* To do: Select from the listing below each line containing the word "bald", and copy those lines.

* Data for processing:
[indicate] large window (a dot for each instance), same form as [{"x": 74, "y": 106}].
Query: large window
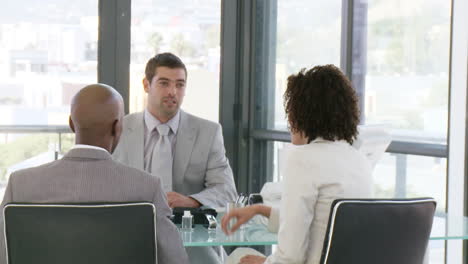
[
  {"x": 190, "y": 30},
  {"x": 303, "y": 40},
  {"x": 408, "y": 44},
  {"x": 48, "y": 51}
]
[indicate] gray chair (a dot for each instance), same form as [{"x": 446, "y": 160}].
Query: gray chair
[
  {"x": 80, "y": 233},
  {"x": 382, "y": 231}
]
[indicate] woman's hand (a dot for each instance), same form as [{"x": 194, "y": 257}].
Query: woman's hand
[
  {"x": 252, "y": 259},
  {"x": 242, "y": 215}
]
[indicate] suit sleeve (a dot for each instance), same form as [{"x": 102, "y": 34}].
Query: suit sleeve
[
  {"x": 219, "y": 182},
  {"x": 296, "y": 214},
  {"x": 168, "y": 241},
  {"x": 7, "y": 198}
]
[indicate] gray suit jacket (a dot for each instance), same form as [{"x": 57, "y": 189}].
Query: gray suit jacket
[
  {"x": 89, "y": 175},
  {"x": 200, "y": 168}
]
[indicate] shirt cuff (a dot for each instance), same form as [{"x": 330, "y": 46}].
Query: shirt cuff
[{"x": 273, "y": 220}]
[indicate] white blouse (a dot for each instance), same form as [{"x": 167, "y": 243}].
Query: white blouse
[{"x": 314, "y": 175}]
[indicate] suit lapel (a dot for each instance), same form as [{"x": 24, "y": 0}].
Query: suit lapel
[
  {"x": 136, "y": 136},
  {"x": 186, "y": 135}
]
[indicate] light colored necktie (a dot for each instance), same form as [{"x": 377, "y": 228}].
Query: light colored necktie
[{"x": 161, "y": 160}]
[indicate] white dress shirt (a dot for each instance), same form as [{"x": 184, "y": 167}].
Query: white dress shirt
[
  {"x": 150, "y": 141},
  {"x": 88, "y": 147},
  {"x": 315, "y": 174}
]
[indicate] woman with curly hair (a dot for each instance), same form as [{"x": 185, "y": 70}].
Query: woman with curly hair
[{"x": 320, "y": 166}]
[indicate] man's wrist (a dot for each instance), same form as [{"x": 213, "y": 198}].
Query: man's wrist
[{"x": 195, "y": 202}]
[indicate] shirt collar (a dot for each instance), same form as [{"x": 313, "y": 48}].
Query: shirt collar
[
  {"x": 88, "y": 147},
  {"x": 151, "y": 122}
]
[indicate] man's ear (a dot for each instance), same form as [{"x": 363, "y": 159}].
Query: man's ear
[
  {"x": 116, "y": 128},
  {"x": 146, "y": 84},
  {"x": 70, "y": 123}
]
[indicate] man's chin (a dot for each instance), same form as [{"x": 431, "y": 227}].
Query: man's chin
[{"x": 171, "y": 112}]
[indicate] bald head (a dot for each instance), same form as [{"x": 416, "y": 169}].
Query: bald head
[{"x": 96, "y": 116}]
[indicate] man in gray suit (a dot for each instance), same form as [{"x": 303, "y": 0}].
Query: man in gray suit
[
  {"x": 188, "y": 153},
  {"x": 87, "y": 172}
]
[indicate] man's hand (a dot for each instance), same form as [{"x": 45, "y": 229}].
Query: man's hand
[
  {"x": 178, "y": 200},
  {"x": 242, "y": 215},
  {"x": 252, "y": 259}
]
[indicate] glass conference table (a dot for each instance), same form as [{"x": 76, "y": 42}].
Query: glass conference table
[{"x": 254, "y": 234}]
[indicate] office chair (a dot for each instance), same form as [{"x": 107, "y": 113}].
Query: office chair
[
  {"x": 370, "y": 231},
  {"x": 80, "y": 233}
]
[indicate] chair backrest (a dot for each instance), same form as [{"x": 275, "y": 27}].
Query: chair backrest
[
  {"x": 369, "y": 231},
  {"x": 80, "y": 233}
]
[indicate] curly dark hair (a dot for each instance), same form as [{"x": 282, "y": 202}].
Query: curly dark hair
[
  {"x": 166, "y": 59},
  {"x": 321, "y": 102}
]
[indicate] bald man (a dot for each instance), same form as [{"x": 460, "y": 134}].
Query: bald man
[{"x": 87, "y": 172}]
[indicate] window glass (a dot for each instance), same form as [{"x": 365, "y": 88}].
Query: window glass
[
  {"x": 48, "y": 51},
  {"x": 308, "y": 34},
  {"x": 407, "y": 68}
]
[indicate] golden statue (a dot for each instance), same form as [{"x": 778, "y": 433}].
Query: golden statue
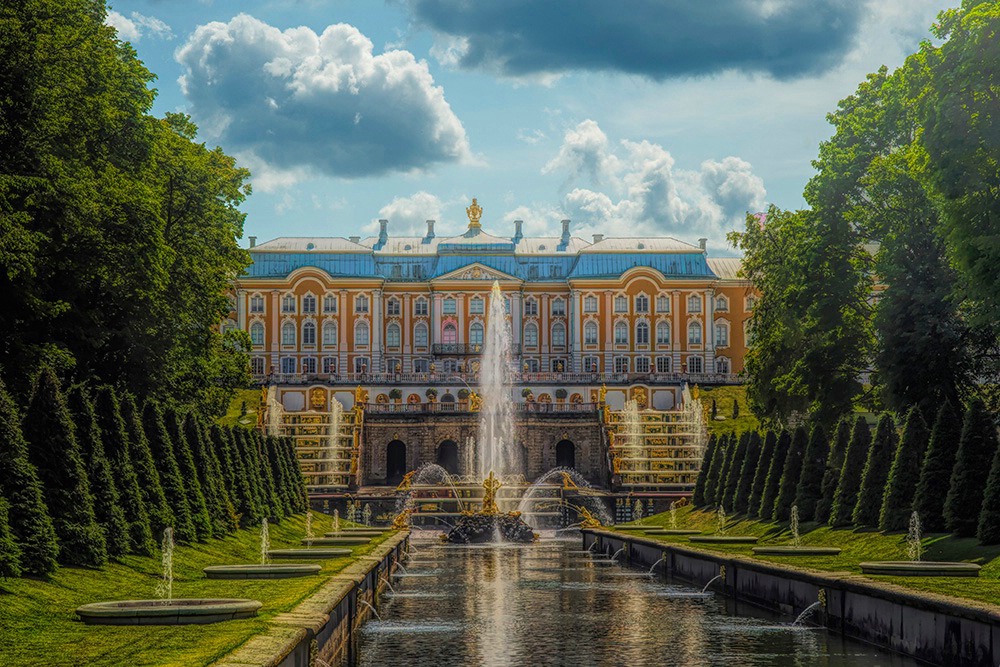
[
  {"x": 490, "y": 487},
  {"x": 474, "y": 212}
]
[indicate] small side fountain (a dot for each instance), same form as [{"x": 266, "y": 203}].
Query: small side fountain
[
  {"x": 915, "y": 567},
  {"x": 167, "y": 610}
]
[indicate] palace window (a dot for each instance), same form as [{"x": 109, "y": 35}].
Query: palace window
[
  {"x": 621, "y": 333},
  {"x": 694, "y": 333},
  {"x": 257, "y": 333},
  {"x": 329, "y": 334},
  {"x": 392, "y": 335},
  {"x": 309, "y": 333},
  {"x": 288, "y": 333}
]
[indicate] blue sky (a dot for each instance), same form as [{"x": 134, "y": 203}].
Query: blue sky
[{"x": 646, "y": 117}]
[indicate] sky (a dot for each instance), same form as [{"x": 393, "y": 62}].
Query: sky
[{"x": 638, "y": 118}]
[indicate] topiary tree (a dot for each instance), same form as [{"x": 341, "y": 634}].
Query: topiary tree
[
  {"x": 897, "y": 501},
  {"x": 751, "y": 461},
  {"x": 771, "y": 486},
  {"x": 698, "y": 496},
  {"x": 201, "y": 519},
  {"x": 160, "y": 514},
  {"x": 107, "y": 508},
  {"x": 48, "y": 428},
  {"x": 831, "y": 475},
  {"x": 790, "y": 475},
  {"x": 162, "y": 449},
  {"x": 27, "y": 514},
  {"x": 760, "y": 475},
  {"x": 807, "y": 493},
  {"x": 10, "y": 553},
  {"x": 972, "y": 469},
  {"x": 935, "y": 472},
  {"x": 116, "y": 445},
  {"x": 876, "y": 473}
]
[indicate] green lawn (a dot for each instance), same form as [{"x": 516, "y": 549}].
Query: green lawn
[
  {"x": 858, "y": 546},
  {"x": 38, "y": 625}
]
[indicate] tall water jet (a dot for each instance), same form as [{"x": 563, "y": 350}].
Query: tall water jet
[{"x": 496, "y": 446}]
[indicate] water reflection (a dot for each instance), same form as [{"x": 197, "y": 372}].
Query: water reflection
[{"x": 549, "y": 604}]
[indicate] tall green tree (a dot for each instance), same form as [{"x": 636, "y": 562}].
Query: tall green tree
[
  {"x": 846, "y": 497},
  {"x": 972, "y": 469},
  {"x": 55, "y": 453},
  {"x": 107, "y": 507},
  {"x": 935, "y": 471},
  {"x": 897, "y": 501},
  {"x": 28, "y": 516},
  {"x": 876, "y": 473}
]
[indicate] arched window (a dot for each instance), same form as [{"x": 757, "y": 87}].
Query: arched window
[
  {"x": 621, "y": 333},
  {"x": 257, "y": 333},
  {"x": 361, "y": 334},
  {"x": 694, "y": 333},
  {"x": 288, "y": 333},
  {"x": 476, "y": 334},
  {"x": 392, "y": 335},
  {"x": 663, "y": 333},
  {"x": 420, "y": 335},
  {"x": 531, "y": 335},
  {"x": 558, "y": 334},
  {"x": 309, "y": 333},
  {"x": 329, "y": 334},
  {"x": 642, "y": 333}
]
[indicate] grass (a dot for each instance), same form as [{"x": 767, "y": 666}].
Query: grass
[
  {"x": 38, "y": 624},
  {"x": 858, "y": 545}
]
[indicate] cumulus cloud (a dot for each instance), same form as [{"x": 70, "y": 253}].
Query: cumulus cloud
[
  {"x": 655, "y": 38},
  {"x": 135, "y": 27},
  {"x": 325, "y": 103}
]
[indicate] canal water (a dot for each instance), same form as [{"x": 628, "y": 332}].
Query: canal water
[{"x": 550, "y": 603}]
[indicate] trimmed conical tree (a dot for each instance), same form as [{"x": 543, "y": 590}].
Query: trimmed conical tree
[
  {"x": 160, "y": 514},
  {"x": 760, "y": 475},
  {"x": 55, "y": 453},
  {"x": 107, "y": 506},
  {"x": 27, "y": 514},
  {"x": 10, "y": 553},
  {"x": 790, "y": 475},
  {"x": 972, "y": 469},
  {"x": 876, "y": 474},
  {"x": 751, "y": 461},
  {"x": 838, "y": 448},
  {"x": 698, "y": 496},
  {"x": 773, "y": 483},
  {"x": 846, "y": 496},
  {"x": 807, "y": 494},
  {"x": 162, "y": 449},
  {"x": 935, "y": 472},
  {"x": 897, "y": 501},
  {"x": 201, "y": 520},
  {"x": 116, "y": 446}
]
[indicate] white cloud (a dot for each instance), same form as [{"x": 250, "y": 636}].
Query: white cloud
[{"x": 321, "y": 103}]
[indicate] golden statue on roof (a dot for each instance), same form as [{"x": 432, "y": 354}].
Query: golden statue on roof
[{"x": 475, "y": 212}]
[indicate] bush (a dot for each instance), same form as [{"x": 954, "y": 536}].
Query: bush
[
  {"x": 897, "y": 502},
  {"x": 876, "y": 473},
  {"x": 48, "y": 428},
  {"x": 935, "y": 472}
]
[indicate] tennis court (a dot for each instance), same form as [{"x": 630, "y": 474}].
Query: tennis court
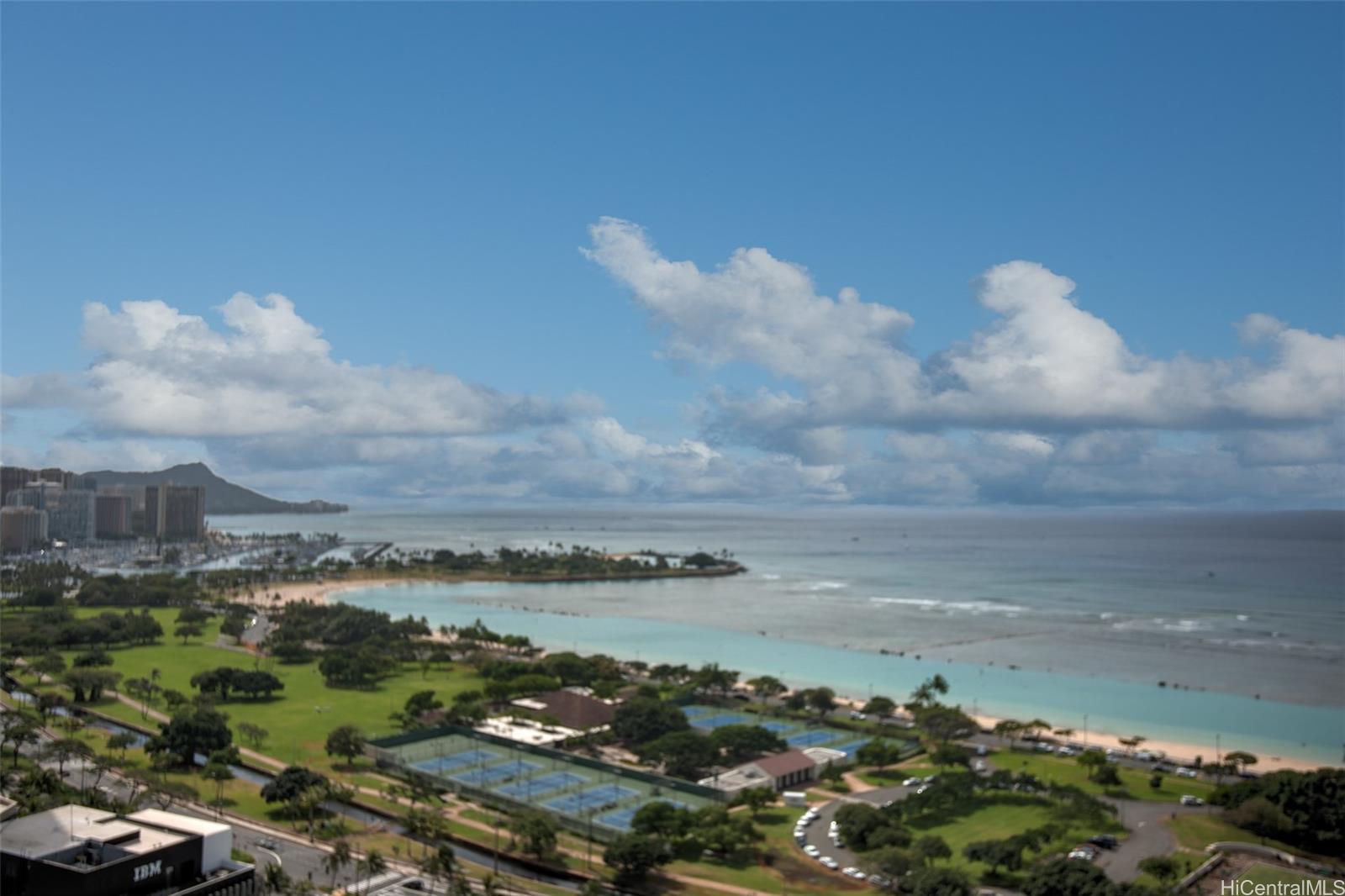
[
  {"x": 530, "y": 788},
  {"x": 495, "y": 774},
  {"x": 622, "y": 818},
  {"x": 585, "y": 799},
  {"x": 710, "y": 723},
  {"x": 852, "y": 748},
  {"x": 811, "y": 737},
  {"x": 440, "y": 764},
  {"x": 569, "y": 786}
]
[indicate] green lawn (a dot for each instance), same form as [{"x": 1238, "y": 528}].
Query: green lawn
[
  {"x": 1262, "y": 873},
  {"x": 918, "y": 767},
  {"x": 1068, "y": 771},
  {"x": 300, "y": 716},
  {"x": 1200, "y": 830},
  {"x": 790, "y": 867},
  {"x": 997, "y": 821}
]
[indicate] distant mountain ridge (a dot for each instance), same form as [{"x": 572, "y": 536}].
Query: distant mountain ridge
[{"x": 222, "y": 497}]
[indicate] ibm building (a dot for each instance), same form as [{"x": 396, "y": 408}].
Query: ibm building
[{"x": 77, "y": 851}]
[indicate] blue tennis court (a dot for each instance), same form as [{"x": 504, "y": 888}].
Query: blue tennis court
[
  {"x": 622, "y": 818},
  {"x": 811, "y": 737},
  {"x": 720, "y": 721},
  {"x": 439, "y": 764},
  {"x": 853, "y": 747},
  {"x": 600, "y": 795},
  {"x": 526, "y": 790},
  {"x": 494, "y": 774}
]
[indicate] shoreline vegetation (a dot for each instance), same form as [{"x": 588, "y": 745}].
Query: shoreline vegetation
[
  {"x": 322, "y": 593},
  {"x": 361, "y": 672}
]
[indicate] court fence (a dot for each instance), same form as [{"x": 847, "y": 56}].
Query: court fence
[{"x": 602, "y": 810}]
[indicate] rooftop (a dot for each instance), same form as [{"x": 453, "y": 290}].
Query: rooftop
[
  {"x": 60, "y": 830},
  {"x": 786, "y": 763}
]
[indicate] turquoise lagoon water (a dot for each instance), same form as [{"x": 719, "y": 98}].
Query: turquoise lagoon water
[
  {"x": 1263, "y": 727},
  {"x": 1095, "y": 609}
]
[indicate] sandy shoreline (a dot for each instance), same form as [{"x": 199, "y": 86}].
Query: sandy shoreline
[{"x": 319, "y": 593}]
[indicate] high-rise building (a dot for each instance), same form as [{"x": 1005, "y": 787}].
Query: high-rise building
[
  {"x": 13, "y": 479},
  {"x": 93, "y": 851},
  {"x": 38, "y": 493},
  {"x": 74, "y": 517},
  {"x": 22, "y": 529},
  {"x": 112, "y": 513},
  {"x": 175, "y": 512},
  {"x": 71, "y": 513}
]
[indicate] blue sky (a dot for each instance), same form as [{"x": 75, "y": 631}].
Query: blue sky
[{"x": 419, "y": 181}]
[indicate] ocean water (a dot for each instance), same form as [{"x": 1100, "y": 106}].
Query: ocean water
[{"x": 1242, "y": 616}]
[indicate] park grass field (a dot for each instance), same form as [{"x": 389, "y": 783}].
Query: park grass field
[
  {"x": 790, "y": 869},
  {"x": 1271, "y": 875},
  {"x": 300, "y": 716},
  {"x": 1068, "y": 771},
  {"x": 1199, "y": 830},
  {"x": 999, "y": 821}
]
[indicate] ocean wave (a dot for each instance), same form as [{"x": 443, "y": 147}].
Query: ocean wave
[{"x": 974, "y": 607}]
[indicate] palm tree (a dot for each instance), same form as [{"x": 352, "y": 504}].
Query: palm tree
[
  {"x": 374, "y": 864},
  {"x": 439, "y": 864},
  {"x": 276, "y": 880},
  {"x": 338, "y": 858}
]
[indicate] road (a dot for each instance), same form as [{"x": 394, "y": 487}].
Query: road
[{"x": 1149, "y": 835}]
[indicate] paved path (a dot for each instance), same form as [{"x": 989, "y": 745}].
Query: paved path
[{"x": 1149, "y": 835}]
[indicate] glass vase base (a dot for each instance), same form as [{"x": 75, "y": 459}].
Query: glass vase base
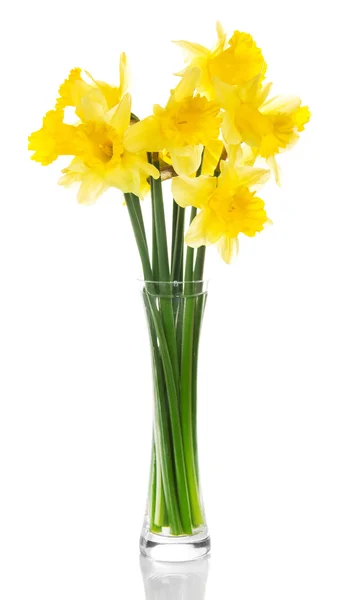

* Completed exercise:
[indicate] bald head (a dot for each instance), same form as [{"x": 416, "y": 169}].
Query: bald head
[indicate] bald man (a dot for each instance), same form as [{"x": 460, "y": 134}].
Query: bald man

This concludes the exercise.